- [Description of the task] Could you reproduce, word for word, the lines between the one holding "Highlight forehead. Give" and the one holding "141;207;378;224", inclusive, and nothing else?

- [Records to process]
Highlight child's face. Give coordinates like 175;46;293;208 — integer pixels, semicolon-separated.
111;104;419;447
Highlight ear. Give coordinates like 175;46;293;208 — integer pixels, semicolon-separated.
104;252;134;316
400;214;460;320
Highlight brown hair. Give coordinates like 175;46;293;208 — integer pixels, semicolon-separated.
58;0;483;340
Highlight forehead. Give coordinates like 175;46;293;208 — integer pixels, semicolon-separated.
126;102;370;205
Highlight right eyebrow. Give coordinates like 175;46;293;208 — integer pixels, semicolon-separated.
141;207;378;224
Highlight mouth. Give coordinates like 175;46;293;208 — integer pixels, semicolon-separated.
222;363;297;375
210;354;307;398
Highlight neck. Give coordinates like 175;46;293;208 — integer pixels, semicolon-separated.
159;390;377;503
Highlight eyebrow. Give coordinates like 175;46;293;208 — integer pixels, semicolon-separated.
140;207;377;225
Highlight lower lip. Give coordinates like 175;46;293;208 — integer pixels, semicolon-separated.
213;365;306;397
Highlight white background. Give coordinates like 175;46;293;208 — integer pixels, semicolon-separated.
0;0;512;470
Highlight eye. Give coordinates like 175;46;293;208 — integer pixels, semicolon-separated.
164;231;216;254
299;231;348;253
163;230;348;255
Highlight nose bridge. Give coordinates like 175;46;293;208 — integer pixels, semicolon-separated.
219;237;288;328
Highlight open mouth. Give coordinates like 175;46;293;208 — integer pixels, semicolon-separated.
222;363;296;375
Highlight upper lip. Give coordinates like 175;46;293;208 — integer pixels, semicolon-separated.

...

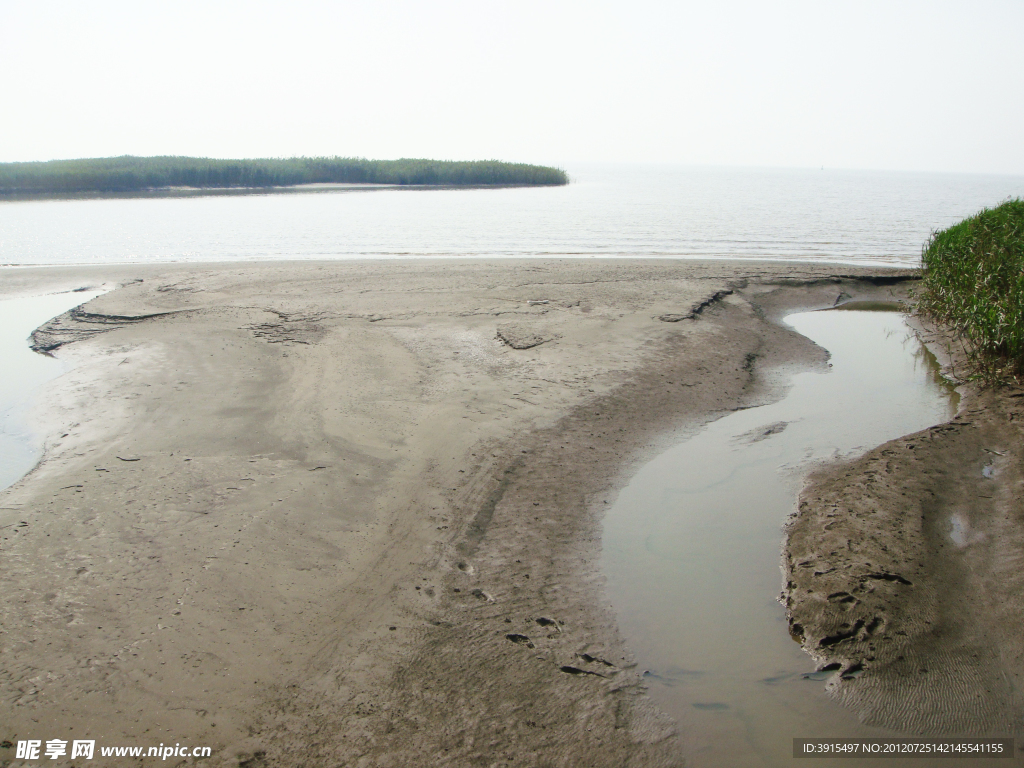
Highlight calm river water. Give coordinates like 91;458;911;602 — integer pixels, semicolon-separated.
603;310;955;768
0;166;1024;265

---

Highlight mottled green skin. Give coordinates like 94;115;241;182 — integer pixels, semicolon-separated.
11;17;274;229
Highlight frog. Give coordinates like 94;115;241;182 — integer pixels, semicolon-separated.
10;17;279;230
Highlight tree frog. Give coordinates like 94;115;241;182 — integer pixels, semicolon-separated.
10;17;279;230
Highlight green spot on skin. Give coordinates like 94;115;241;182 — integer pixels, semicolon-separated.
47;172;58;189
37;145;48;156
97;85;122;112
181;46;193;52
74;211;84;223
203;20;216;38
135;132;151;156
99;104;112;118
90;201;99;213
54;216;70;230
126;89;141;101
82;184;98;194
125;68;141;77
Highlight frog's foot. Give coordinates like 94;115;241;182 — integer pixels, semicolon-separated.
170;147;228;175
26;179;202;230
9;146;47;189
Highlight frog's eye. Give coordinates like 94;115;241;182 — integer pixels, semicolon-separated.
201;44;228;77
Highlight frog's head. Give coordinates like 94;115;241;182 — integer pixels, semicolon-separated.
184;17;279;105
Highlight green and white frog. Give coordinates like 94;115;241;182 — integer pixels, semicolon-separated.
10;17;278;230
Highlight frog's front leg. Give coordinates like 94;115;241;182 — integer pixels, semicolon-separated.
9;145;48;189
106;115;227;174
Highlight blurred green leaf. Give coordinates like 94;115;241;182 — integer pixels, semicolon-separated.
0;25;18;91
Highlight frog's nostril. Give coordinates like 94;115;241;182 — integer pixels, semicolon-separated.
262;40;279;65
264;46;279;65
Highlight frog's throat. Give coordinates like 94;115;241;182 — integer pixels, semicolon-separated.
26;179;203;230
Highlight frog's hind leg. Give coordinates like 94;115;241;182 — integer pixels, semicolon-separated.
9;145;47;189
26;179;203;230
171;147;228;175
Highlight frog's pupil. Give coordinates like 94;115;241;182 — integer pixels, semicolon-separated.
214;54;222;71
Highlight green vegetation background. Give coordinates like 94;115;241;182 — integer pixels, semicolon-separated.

- [Correct answer]
Highlight forehead. Give coordinates like 175;46;293;208 — integer pixels, semicolon-separated.
126;102;370;205
Highlight right eyebrow. Give coordinates like 175;46;293;208 — integer pixels, semicolon-separated.
141;207;378;224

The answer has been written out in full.